* _WORK INSTRUCTIONS_
1) Decide whether each statement below agrees with the comics roundup. Answer yes or no for each, and quote the words of the text that settle it.
(a) The first issue of Barrier ran to 53 pages.
(b) My Boyfriend is a Bear is published by Silver Sprocket.
(c) A collected edition of Barrier is planned after the weekly issues.
2) Alter the stretch of the comics roundup from "Tom Neely (W/A)" through "Man route either." so that "fish-man" reads "sea creature", and give the whole stretch with that change.
3) Summarize the comics roundup in two sentences.

* _QUOTED PASSAGE_
This #NCBD sees Tom Neely’s collection Unfinished… arrive in comics shops, compiling a series of one-panel strips that cover “art, life, and grief” and were inspired by conversations with his friend, the late Dylan Williams (of the hugely respected Sparkplug Books). Those looking for a preview of this experimental and very personal exercise in comics poetry can see a number of preview pages on the Silver Sprocket site here.
Tom Neely (W/A) • Silver Sprocket, $10.00
– Andy Oliver
My Boyfriend is a Bear
If a film about doing the deep sea dirty with a fish-man can win an Oscar, than surely a comic about a woman dating a literal 200-kilo black bear can win your heart? Pamela Ribon and Cat Farris’s graphic novel takes that premise completely at face value and runs with it to some natural conclusions — the bear-boyf takes up a lot of room, doesn’t have much in the way of table manners, draws attention when they go out — without ever getting into anything too taboo-busting or legally-troubling. Given the light tone, things are unlikely to go the Grizzly Man route either.
Screenwriter Ribon was initially inspired by her own relationship with a large, presumably hirsute and apparently similarly table-manner-free man. All she had to do was take one step out of reality, and there: her boyfriend is a bear. Cat Farris’s energetic, clear artwork is full of character in a manner akin to Lissa Treiman and Max Sarin’s work on Giant Days, and Ribon’s writing keeps things light, lovable and fun.
Pamela Ribon (W), Cat Farris (A) • Oni Press, $19.99
– Tom Baker
Barrier #1
After the success of their near-future surveillance thriller The Private Eye, the Eisner-winning team of Brian K. Vaughan and Marcos Martín returned to their pay-what-you-can digital model for Barrier. When the 53-page first issue landed on their Panel Syndicate site back in 2015, we described it as “a taut and enthralling tale of migration and border tension that doesn’t go where you expect it to”. And its concerns certainly haven’t become any less relevant since then.
As they did with its predecessor, Vaughan and Martin are now bringing Barrier to print – briefly. The five-part series will be published in weekly issues, and with no plans for Barrier to be collected, this could well be your first and last chance if you want a print version of the work. In return, we’re promised an oversized publication (in its original landscape format) with cardstock covers.

* _GIVEN RECORDS_
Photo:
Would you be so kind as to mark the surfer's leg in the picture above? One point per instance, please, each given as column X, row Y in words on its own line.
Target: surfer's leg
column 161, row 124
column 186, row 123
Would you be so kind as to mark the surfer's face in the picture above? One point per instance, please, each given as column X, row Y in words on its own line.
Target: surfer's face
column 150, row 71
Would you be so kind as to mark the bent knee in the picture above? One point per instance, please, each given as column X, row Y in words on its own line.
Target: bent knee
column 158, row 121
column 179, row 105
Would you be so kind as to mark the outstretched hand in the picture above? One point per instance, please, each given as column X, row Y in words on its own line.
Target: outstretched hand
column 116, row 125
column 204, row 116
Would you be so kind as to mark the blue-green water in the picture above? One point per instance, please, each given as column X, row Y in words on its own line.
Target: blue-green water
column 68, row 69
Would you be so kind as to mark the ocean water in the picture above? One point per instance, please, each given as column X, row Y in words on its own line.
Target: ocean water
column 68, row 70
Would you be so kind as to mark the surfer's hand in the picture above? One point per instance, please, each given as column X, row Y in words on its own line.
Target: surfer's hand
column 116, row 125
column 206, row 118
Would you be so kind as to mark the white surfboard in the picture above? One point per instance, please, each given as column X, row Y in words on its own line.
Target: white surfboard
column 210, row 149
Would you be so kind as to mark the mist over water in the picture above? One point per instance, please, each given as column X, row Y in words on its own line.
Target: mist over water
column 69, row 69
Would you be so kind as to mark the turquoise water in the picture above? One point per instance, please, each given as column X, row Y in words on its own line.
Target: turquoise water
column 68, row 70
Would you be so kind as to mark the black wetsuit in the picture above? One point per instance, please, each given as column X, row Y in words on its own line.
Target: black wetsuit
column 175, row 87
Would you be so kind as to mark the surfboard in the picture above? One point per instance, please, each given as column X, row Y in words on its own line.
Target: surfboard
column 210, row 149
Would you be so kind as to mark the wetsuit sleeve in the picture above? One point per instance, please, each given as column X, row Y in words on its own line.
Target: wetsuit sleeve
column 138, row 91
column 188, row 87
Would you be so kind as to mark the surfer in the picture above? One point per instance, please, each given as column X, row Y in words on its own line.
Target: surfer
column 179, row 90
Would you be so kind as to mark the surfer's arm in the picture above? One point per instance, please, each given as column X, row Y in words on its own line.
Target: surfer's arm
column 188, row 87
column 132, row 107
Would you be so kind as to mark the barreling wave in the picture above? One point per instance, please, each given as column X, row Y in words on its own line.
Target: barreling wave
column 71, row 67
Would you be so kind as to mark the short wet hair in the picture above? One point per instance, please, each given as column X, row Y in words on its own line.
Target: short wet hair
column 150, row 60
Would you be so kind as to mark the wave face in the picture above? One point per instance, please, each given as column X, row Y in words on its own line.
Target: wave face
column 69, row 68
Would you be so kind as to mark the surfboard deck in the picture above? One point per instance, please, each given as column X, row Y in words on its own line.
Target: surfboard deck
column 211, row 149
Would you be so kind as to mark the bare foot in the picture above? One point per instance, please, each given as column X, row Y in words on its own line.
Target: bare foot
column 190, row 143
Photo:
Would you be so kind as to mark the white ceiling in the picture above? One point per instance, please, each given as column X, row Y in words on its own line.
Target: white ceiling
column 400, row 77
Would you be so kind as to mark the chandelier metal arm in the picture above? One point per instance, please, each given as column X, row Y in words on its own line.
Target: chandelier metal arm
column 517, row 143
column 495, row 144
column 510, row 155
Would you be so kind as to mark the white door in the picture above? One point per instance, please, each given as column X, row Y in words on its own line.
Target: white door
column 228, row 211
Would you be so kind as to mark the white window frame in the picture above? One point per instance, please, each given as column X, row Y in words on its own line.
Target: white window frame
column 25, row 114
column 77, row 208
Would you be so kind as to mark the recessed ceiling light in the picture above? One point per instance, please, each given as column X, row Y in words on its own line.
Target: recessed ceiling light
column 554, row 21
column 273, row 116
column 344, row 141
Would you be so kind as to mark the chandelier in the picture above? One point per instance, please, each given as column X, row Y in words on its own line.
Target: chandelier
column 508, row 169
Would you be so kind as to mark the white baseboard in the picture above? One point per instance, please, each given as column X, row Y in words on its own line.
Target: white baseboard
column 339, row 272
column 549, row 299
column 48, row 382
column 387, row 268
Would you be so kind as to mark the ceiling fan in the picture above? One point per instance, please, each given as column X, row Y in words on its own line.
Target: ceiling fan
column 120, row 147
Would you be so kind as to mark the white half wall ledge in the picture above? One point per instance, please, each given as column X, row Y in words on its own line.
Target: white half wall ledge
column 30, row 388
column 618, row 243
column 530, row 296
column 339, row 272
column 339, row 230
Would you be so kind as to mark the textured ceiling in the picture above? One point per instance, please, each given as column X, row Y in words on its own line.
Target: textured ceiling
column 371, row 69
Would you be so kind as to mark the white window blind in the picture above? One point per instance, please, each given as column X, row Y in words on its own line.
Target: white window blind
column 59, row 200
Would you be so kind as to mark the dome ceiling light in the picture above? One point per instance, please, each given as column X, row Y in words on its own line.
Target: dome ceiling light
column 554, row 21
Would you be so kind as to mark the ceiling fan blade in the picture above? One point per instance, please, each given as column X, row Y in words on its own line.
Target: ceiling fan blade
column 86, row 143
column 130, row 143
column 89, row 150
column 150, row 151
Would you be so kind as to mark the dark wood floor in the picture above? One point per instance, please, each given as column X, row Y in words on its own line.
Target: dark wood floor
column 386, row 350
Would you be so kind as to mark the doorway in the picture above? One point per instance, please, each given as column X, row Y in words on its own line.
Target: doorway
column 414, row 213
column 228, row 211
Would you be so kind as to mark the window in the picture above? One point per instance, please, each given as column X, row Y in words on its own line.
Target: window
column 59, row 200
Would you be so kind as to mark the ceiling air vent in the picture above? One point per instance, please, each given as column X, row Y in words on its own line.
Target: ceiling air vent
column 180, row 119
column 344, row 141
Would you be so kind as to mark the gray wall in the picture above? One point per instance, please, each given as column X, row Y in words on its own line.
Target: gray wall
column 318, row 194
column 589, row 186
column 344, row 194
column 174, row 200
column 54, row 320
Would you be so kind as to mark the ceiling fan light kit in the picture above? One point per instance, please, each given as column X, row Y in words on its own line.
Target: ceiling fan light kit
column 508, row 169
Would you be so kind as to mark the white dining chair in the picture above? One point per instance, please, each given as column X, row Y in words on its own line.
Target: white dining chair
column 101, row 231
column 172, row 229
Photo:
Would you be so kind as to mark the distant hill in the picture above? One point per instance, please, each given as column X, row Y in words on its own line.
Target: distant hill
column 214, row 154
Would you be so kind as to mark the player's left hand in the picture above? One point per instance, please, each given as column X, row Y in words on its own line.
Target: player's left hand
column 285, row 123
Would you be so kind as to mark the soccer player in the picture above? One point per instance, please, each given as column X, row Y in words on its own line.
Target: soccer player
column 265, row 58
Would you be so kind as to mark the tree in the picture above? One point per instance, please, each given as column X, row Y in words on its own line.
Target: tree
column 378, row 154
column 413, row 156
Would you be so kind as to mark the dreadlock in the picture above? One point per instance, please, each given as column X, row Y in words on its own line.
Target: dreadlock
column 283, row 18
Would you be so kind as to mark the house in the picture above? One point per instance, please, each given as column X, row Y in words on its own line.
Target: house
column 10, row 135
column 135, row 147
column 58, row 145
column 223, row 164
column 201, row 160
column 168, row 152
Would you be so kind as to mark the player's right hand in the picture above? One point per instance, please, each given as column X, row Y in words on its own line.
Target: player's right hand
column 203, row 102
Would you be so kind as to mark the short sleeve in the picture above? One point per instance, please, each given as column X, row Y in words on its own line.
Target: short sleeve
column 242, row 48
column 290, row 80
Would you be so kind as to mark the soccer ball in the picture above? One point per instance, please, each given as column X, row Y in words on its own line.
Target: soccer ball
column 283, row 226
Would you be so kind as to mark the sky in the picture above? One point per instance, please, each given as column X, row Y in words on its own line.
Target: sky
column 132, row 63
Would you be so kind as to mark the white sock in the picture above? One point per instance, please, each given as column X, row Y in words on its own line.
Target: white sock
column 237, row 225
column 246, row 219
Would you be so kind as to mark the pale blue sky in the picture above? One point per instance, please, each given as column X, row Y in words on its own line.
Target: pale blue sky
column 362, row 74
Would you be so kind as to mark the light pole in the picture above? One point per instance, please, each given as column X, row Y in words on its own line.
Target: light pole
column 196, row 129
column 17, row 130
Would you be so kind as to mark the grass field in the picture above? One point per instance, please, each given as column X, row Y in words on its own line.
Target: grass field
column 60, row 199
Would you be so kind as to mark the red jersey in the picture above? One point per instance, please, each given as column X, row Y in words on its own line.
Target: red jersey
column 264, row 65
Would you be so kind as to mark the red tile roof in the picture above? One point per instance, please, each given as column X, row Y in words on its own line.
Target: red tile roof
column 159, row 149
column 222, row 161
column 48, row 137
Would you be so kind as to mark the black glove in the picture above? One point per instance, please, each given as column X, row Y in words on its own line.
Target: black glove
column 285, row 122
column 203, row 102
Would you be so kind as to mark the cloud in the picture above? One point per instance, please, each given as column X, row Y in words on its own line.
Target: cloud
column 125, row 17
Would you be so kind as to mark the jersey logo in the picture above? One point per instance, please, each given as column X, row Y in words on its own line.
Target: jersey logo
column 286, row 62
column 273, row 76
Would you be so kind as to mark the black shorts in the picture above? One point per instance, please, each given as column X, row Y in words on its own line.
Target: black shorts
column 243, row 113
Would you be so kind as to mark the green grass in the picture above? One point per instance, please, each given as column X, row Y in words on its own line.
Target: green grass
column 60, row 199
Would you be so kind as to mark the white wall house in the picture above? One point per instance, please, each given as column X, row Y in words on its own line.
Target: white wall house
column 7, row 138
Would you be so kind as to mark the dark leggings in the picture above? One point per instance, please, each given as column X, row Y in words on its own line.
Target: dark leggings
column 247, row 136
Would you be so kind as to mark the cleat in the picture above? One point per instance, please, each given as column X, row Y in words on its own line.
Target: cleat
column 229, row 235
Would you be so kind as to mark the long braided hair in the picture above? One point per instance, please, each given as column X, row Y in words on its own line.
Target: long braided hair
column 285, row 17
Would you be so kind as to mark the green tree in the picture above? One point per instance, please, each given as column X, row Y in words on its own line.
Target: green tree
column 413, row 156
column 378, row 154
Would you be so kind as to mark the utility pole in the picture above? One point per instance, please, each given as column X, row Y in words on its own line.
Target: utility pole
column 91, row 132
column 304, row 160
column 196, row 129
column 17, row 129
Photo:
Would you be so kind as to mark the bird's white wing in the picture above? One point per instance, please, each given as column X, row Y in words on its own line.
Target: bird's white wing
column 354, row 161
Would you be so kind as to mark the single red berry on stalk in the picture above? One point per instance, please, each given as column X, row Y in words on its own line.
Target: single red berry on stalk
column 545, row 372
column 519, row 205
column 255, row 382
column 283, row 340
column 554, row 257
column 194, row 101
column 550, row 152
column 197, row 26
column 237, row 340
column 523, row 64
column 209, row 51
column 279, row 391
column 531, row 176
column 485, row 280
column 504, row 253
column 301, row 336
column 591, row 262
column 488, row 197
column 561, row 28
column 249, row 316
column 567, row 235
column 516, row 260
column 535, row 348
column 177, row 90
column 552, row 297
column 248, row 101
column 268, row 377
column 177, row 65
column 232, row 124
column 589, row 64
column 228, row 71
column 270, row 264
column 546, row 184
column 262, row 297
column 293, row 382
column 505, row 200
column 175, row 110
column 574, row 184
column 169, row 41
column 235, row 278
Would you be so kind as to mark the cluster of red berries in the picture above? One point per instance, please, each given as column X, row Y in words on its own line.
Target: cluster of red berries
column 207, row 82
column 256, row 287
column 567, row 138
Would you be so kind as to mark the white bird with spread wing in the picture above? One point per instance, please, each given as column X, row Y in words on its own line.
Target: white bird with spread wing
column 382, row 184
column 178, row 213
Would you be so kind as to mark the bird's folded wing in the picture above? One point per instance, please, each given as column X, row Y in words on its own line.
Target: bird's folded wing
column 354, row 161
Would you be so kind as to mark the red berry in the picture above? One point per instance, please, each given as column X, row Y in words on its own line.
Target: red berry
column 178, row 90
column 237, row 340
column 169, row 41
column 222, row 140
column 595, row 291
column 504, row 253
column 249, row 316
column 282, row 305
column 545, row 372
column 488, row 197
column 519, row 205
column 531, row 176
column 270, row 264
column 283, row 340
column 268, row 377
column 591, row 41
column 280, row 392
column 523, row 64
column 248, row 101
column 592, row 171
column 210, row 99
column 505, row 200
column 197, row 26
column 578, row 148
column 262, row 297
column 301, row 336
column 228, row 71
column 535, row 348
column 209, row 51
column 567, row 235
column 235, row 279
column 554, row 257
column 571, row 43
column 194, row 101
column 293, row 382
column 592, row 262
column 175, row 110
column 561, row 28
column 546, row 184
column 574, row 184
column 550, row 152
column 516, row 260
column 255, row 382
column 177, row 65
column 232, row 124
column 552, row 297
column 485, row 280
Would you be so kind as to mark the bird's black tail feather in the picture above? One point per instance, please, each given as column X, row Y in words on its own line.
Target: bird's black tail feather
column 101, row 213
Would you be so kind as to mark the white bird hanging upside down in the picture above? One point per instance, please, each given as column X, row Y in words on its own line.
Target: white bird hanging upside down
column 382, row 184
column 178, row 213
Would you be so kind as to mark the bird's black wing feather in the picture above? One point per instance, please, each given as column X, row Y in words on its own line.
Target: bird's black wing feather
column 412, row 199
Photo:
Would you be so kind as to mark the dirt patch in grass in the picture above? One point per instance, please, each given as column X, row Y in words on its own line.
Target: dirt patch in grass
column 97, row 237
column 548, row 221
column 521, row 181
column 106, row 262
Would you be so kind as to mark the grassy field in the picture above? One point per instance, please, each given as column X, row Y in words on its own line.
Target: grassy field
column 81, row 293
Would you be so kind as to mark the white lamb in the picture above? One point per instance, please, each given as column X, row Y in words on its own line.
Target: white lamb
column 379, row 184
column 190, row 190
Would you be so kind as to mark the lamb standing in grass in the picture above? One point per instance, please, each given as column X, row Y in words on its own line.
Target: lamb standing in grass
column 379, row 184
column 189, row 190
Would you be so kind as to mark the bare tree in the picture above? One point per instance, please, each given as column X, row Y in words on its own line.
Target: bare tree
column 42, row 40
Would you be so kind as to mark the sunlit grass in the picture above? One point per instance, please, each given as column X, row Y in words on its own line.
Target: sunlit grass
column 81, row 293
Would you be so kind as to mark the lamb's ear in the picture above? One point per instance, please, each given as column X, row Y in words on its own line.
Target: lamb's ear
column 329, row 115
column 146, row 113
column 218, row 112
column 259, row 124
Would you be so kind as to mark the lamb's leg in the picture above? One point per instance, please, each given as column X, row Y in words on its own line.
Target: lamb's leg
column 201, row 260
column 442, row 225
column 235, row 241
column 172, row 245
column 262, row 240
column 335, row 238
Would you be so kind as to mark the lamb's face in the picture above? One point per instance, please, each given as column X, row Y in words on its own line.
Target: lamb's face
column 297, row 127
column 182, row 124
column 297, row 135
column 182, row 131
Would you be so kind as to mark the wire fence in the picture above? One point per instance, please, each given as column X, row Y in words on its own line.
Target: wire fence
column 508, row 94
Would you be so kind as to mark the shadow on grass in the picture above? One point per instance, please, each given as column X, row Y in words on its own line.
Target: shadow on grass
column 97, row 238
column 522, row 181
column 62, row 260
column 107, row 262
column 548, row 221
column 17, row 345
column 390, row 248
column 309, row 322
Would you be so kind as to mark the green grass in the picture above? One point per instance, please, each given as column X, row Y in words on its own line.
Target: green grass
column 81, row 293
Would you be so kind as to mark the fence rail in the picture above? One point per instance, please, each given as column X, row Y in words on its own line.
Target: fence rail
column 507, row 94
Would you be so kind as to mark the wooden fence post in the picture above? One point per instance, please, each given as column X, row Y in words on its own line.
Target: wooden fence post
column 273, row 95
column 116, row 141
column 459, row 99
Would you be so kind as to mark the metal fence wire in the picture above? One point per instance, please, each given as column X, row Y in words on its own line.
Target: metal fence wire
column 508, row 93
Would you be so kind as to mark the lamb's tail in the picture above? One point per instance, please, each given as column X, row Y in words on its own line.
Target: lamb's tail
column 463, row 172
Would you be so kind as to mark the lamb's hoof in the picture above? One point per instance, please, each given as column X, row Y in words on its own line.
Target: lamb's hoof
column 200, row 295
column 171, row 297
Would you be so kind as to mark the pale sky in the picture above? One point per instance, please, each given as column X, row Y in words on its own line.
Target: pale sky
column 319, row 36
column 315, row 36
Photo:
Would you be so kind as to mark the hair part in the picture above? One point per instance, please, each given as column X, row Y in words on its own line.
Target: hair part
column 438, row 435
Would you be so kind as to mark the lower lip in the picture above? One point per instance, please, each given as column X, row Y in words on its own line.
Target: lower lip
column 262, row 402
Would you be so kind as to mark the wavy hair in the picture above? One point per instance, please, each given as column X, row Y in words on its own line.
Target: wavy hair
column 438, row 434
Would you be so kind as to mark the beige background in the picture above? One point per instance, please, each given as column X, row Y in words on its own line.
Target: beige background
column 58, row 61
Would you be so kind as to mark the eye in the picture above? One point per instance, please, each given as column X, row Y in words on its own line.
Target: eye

* _YOUR WRITTEN ANSWERS_
1)
(a) Yes: "the 53-page first issue"
(b) No: "Pamela Ribon (W), Cat Farris (A) • Oni Press, $19.99"
(c) No: "with no plans for Barrier to be collected"

2)
Tom Neely (W/A) • Silver Sprocket, $10.00
– Andy Oliver
My Boyfriend is a Bear
If a film about doing the deep sea dirty with a sea creature can win an Oscar, than surely a comic about a woman dating a literal 200-kilo black bear can win your heart? Pamela Ribon and Cat Farris’s graphic novel takes that premise completely at face value and runs with it to some natural conclusions — the bear-boyf takes up a lot of room, doesn’t have much in the way of table manners, draws attention when they go out — without ever getting into anything too taboo-busting or legally-troubling. Given the light tone, things are unlikely to go the Grizzly Man route either.

3) Tom Neely's Unfinished… collects one-panel strips about art, life, and grief that were inspired by conversations with the late Dylan Williams, while Pamela Ribon and Cat Farris's graphic novel My Boyfriend is a Bear follows a woman dating a 200-kilo black bear in a light tone. Brian K. Vaughan and Marcos Martín's Barrier, a tale of migration and border tension first released digitally in 2015, is now coming to print as a five-part weekly series with no plans for a collected edition.